— Trabalho pedido —
Reescreva tudo o que vai de "Ascom/Câmara Municipal de" até "mulherão da porra!" no texto sobre a menor vereadora do Brasil, colocando "centro comercial" no lugar de "shopping".

Mulherão de 98 cm e gigante na política: menor vereadora do Brasil é da Bahia

Ascom/Câmara Municipal de Irecê

Se você precisa tirar dinheiro no caixa eletrônico, você vai lá, enfia o cartão na máquina e tira. Se quer sair do banheiro do shopping, baixa a maçaneta da porta e sai. Se quer subir a escada da repartição, sobe. Se quer falar com a atendente atrás do balcão da loja, fala. Mas, definitivamente, o mundo não foi feito para Meire Joyce Souza Figueiredo, 37 anos.  
Para realizar tarefas simples como essas, Meirinha tem dificuldades todos os dias. Tudo é alto demais para ela. Tudo é difícil de alcançar, exceto o seu sonho de mudar o mundo e ajudar as pessoas. No alto dos seus 98 centímetros “muito bem distribuídos em 24 kg”, a mulher que tem problemas até para alcançar o assento de uma cadeira se tornou vereadora. A menor vereadora do Brasil é mais do que uma pequena grande mulher. É um mulherão da porra!

— Dados fornecidos —
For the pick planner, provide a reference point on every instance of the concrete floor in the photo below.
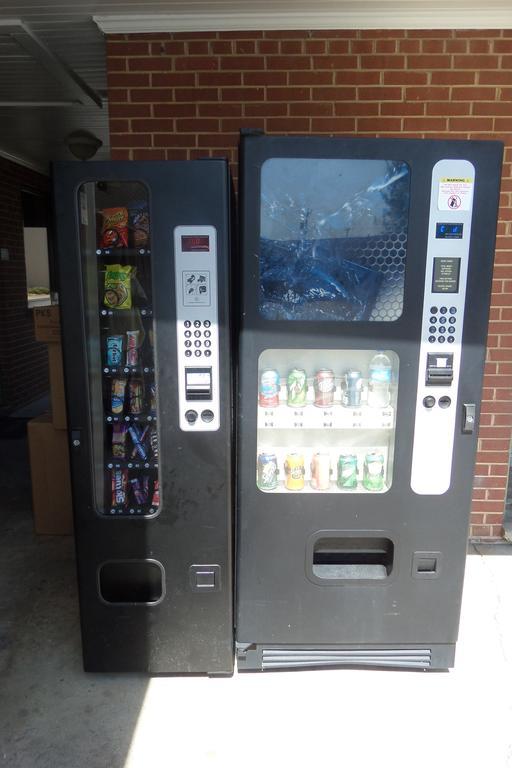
(52, 715)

— Resposta do exercício —
Ascom/Câmara Municipal de Irecê

Se você precisa tirar dinheiro no caixa eletrônico, você vai lá, enfia o cartão na máquina e tira. Se quer sair do banheiro do centro comercial, baixa a maçaneta da porta e sai. Se quer subir a escada da repartição, sobe. Se quer falar com a atendente atrás do balcão da loja, fala. Mas, definitivamente, o mundo não foi feito para Meire Joyce Souza Figueiredo, 37 anos.  
Para realizar tarefas simples como essas, Meirinha tem dificuldades todos os dias. Tudo é alto demais para ela. Tudo é difícil de alcançar, exceto o seu sonho de mudar o mundo e ajudar as pessoas. No alto dos seus 98 centímetros “muito bem distribuídos em 24 kg”, a mulher que tem problemas até para alcançar o assento de uma cadeira se tornou vereadora. A menor vereadora do Brasil é mais do que uma pequena grande mulher. É um mulherão da porra!